CARBONDALE — The board of trustees here will be talking about retail marijuana for “about two and a half hours” tonight, according to Town Manager Jay Harrington, including a review of applicable state laws, consideration of draft local regulations and of a ballot question to set tax rates for retail sales of the weed.
The meeting is scheduled to begin at 6 p.m. at Town Hall, 511 Colorado Ave.
“It should be an interesting meeting,” commented Harrington.
As a springboard for the discussion, the board will look at a matrix detailing “Thirty-nine key decision points” that has been taken up by a special committee for the Denver City Council as a kind of template for Carbondale. The committee apparently began meeting on Aug. 12 and is to come up with final recommendations for the Denver City Council no later than Sept. 23.
The matrix includes questions such as whether the town wants to permit existing medical marijuana shops to undergo “outright conversion” to retail stores, “with no option for co-location [side-by-side but with separate entrances] or coterminous [completely shared space] licensed premises.”
According to a document in the council’s packet, the drafting committee already has proposed allowing all three kinds of conversions within the Denver city limits.
Other recommendations on the Denver matrix include one that the city conduct a thorough public review process for conversion of existing medical marijuana centers to retail shops; and to defer until Jan. 1. 2016, any consideration of applications for completely new retail pot shops that do not involve conversion.

**Supplied data:**
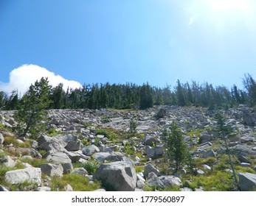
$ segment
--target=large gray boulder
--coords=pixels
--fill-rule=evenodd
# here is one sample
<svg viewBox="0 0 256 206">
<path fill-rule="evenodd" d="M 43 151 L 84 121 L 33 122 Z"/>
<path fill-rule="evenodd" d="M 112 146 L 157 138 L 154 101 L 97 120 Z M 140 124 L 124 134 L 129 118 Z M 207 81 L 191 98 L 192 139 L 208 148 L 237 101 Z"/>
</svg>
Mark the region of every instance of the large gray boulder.
<svg viewBox="0 0 256 206">
<path fill-rule="evenodd" d="M 156 168 L 153 165 L 148 164 L 144 168 L 143 174 L 145 177 L 147 177 L 151 172 L 153 172 L 155 174 L 156 174 L 156 176 L 159 176 L 160 174 L 159 171 L 157 168 Z"/>
<path fill-rule="evenodd" d="M 107 190 L 117 191 L 134 191 L 136 183 L 135 168 L 131 162 L 102 164 L 93 179 L 100 180 Z"/>
<path fill-rule="evenodd" d="M 95 145 L 90 145 L 83 149 L 83 153 L 87 156 L 91 156 L 96 152 L 99 152 L 100 149 Z"/>
<path fill-rule="evenodd" d="M 4 180 L 12 185 L 28 181 L 39 185 L 41 182 L 41 168 L 29 167 L 24 169 L 9 171 L 5 174 Z"/>
<path fill-rule="evenodd" d="M 153 144 L 156 144 L 159 143 L 159 141 L 155 138 L 154 137 L 152 136 L 147 136 L 142 140 L 142 143 L 145 146 L 152 146 Z"/>
<path fill-rule="evenodd" d="M 160 180 L 163 182 L 165 187 L 174 187 L 174 186 L 182 186 L 181 179 L 173 175 L 170 176 L 161 176 L 159 177 Z"/>
<path fill-rule="evenodd" d="M 73 170 L 72 160 L 69 156 L 63 152 L 56 152 L 49 154 L 46 160 L 54 163 L 60 163 L 63 168 L 64 174 L 70 173 Z"/>
<path fill-rule="evenodd" d="M 48 176 L 53 177 L 62 177 L 63 174 L 63 168 L 61 164 L 51 164 L 45 163 L 41 165 L 41 171 L 42 173 L 47 174 Z"/>
<path fill-rule="evenodd" d="M 66 150 L 64 147 L 66 143 L 60 138 L 48 137 L 46 135 L 41 135 L 38 139 L 38 148 L 41 149 L 55 152 L 63 152 Z"/>
<path fill-rule="evenodd" d="M 216 153 L 212 149 L 210 149 L 207 151 L 203 151 L 202 156 L 203 158 L 216 157 Z"/>
<path fill-rule="evenodd" d="M 3 144 L 4 141 L 4 136 L 1 133 L 0 133 L 0 144 Z"/>
<path fill-rule="evenodd" d="M 1 163 L 3 166 L 9 168 L 13 168 L 15 165 L 15 162 L 12 160 L 10 156 L 5 156 L 0 159 L 0 163 Z"/>
<path fill-rule="evenodd" d="M 165 188 L 164 183 L 161 181 L 160 178 L 158 177 L 156 174 L 153 171 L 148 175 L 147 184 L 151 187 Z"/>
<path fill-rule="evenodd" d="M 81 143 L 81 141 L 77 140 L 77 141 L 71 141 L 68 142 L 66 144 L 65 149 L 67 151 L 72 152 L 72 151 L 77 151 L 82 148 L 83 144 Z"/>
<path fill-rule="evenodd" d="M 108 152 L 97 152 L 92 155 L 92 157 L 97 162 L 104 162 L 111 155 Z"/>
<path fill-rule="evenodd" d="M 242 191 L 256 189 L 256 174 L 252 173 L 239 173 L 239 185 Z"/>
</svg>

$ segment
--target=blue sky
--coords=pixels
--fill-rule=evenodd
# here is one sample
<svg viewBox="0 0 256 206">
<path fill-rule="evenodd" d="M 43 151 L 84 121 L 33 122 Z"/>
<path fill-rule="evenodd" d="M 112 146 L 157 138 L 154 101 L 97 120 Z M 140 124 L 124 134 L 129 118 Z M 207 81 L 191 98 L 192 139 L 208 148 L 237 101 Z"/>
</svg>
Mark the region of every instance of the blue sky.
<svg viewBox="0 0 256 206">
<path fill-rule="evenodd" d="M 253 0 L 0 0 L 0 90 L 38 67 L 82 85 L 242 88 L 256 79 L 255 11 Z"/>
</svg>

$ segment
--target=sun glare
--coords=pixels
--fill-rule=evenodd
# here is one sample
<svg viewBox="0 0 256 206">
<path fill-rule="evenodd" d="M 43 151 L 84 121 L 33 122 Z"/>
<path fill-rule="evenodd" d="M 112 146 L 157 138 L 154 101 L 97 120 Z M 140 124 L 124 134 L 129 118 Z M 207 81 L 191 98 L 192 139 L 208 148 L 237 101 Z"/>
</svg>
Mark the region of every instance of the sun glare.
<svg viewBox="0 0 256 206">
<path fill-rule="evenodd" d="M 246 11 L 250 7 L 249 0 L 209 0 L 212 9 L 226 12 L 232 10 Z"/>
</svg>

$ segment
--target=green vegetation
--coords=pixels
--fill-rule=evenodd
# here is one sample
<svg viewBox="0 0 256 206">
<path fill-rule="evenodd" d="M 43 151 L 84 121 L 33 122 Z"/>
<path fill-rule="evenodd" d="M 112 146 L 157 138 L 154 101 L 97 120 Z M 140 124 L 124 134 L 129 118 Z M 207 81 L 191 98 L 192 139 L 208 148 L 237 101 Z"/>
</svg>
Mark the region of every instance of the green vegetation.
<svg viewBox="0 0 256 206">
<path fill-rule="evenodd" d="M 229 151 L 228 143 L 227 143 L 228 138 L 229 138 L 232 135 L 233 135 L 232 134 L 232 129 L 231 126 L 229 124 L 225 124 L 226 119 L 224 117 L 223 113 L 221 113 L 221 112 L 217 112 L 215 115 L 215 118 L 217 121 L 217 127 L 216 127 L 217 128 L 216 129 L 220 134 L 221 138 L 222 140 L 224 140 L 224 143 L 225 143 L 226 151 L 229 155 L 229 163 L 230 164 L 230 167 L 231 167 L 231 169 L 232 169 L 232 173 L 233 173 L 235 184 L 236 185 L 236 188 L 238 190 L 240 190 L 238 180 L 237 179 L 236 173 L 235 173 L 234 166 L 233 166 L 233 162 L 232 162 L 232 160 L 231 158 L 230 151 Z"/>
<path fill-rule="evenodd" d="M 256 82 L 255 79 L 251 75 L 246 74 L 243 83 L 244 90 L 241 90 L 234 85 L 229 90 L 224 86 L 214 88 L 212 84 L 207 82 L 199 85 L 196 81 L 192 81 L 190 84 L 188 82 L 182 84 L 178 79 L 174 90 L 172 90 L 168 85 L 165 88 L 157 88 L 150 85 L 148 82 L 142 85 L 132 83 L 111 85 L 107 82 L 100 85 L 84 84 L 83 88 L 75 90 L 69 89 L 66 91 L 63 90 L 63 85 L 59 84 L 56 87 L 49 87 L 47 89 L 49 91 L 46 92 L 47 99 L 44 102 L 45 107 L 43 107 L 46 109 L 115 108 L 136 110 L 139 107 L 146 109 L 153 105 L 165 104 L 195 105 L 208 107 L 209 110 L 212 110 L 215 108 L 227 109 L 241 104 L 247 104 L 252 107 L 255 106 Z M 45 85 L 46 85 L 45 84 Z M 21 105 L 24 107 L 24 104 L 27 104 L 27 110 L 32 111 L 33 105 L 30 104 L 28 100 L 35 97 L 32 91 L 38 88 L 38 87 L 35 83 L 34 88 L 30 88 L 25 94 L 25 96 L 27 97 L 27 99 L 25 99 L 26 98 L 18 99 L 18 90 L 13 91 L 10 96 L 4 92 L 0 91 L 0 109 L 21 110 Z M 38 100 L 39 93 L 35 92 L 34 94 L 38 96 L 35 97 Z M 42 99 L 41 98 L 44 96 L 40 96 L 41 99 Z M 35 102 L 35 105 L 39 106 L 38 108 L 42 108 L 41 104 L 38 104 L 39 102 Z M 35 108 L 35 107 L 33 107 Z M 35 115 L 33 113 L 33 116 Z M 108 117 L 105 116 L 102 117 L 102 120 L 103 123 L 110 121 Z M 29 118 L 27 118 L 26 121 L 23 119 L 21 123 L 27 124 Z M 24 133 L 26 130 L 27 129 L 24 129 Z"/>
<path fill-rule="evenodd" d="M 28 133 L 30 138 L 37 139 L 41 132 L 45 130 L 46 121 L 45 110 L 49 107 L 51 87 L 47 78 L 41 78 L 31 85 L 18 104 L 15 118 L 18 121 L 17 132 L 21 137 Z"/>
<path fill-rule="evenodd" d="M 190 154 L 177 124 L 172 123 L 170 129 L 170 132 L 165 131 L 163 141 L 168 157 L 167 161 L 170 166 L 174 166 L 176 173 L 182 165 L 187 163 Z"/>
<path fill-rule="evenodd" d="M 63 191 L 65 186 L 70 185 L 74 191 L 92 191 L 100 188 L 100 182 L 89 183 L 88 178 L 75 174 L 64 174 L 63 177 L 52 177 L 51 182 L 52 191 Z"/>
<path fill-rule="evenodd" d="M 58 135 L 61 135 L 62 132 L 60 131 L 56 131 L 55 129 L 51 128 L 46 132 L 46 135 L 49 137 L 55 137 Z"/>
<path fill-rule="evenodd" d="M 74 165 L 75 168 L 83 167 L 84 168 L 89 174 L 94 174 L 97 170 L 97 168 L 102 164 L 103 163 L 97 162 L 94 160 L 87 160 L 86 163 L 77 163 Z"/>
<path fill-rule="evenodd" d="M 134 135 L 136 132 L 137 123 L 134 119 L 131 119 L 129 124 L 130 133 Z"/>
</svg>

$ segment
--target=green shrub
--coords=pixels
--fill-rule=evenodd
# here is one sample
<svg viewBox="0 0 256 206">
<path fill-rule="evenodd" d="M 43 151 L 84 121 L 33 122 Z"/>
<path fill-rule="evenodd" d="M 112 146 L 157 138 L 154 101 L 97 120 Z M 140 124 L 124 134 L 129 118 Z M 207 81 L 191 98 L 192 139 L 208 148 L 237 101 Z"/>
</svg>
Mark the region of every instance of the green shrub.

**Requirement 1:** In the Carbondale marijuana article, what time and where is the board of trustees meeting scheduled to begin?
**Requirement 2:** Pick up the Carbondale marijuana article after its final sentence and write what follows.

**Written answer 1:** At 6 p.m. at Town Hall, 511 Colorado Ave.

**Written answer 2:**
Other issues covered such matters as where retail pot shops should be allowed in Denver, what type of allowances should be made for cultivation operations, testing facilities and manufacturing of edibles, all of which became legal under Amendment 64 to the state constitution last year.
The trustees’ packet for tonight’s meeting also contains a memo on proposed changes to the town codes to accommodate retail marijuana outlets, including the idea of local taxation of such businesses.
A “rough draft” of possible ballot language for Carbondale voters follows earlier conclusions by the trustees that Carbondale should assess both a sales tax and an “excise tax” on the marijuana industry.
Town attorney Mark Hamilton, in the memo to the trustees following directions Hamilton received at earlier meetings, lays out a 5 percent sales tax and a 5 percent excise tax. The sales tax would be imposed on retail marijuana and related products, whereas the excise tax would be levied when a retail pot cultivation facility first sells or transfers unprocessed pot to a retail shop, or to a manufacturing facility or another cultivation facility.
The trustees’ packet also contains letters from concerned citizens, primarily from local moms urging the town to strictly limit exposure of children to the retail pot shops and related businesses, mostly by restricting the number of shops and where they will be permitted.
“Yes, the town voted overwhelmingly to legalize it, so now as a town in initial stages of this process, let’s be cautious in moving forward and not be bullied into allowing freedoms we may regret later,” wrote Danika Davis, a mother of two young children living in Carbondale.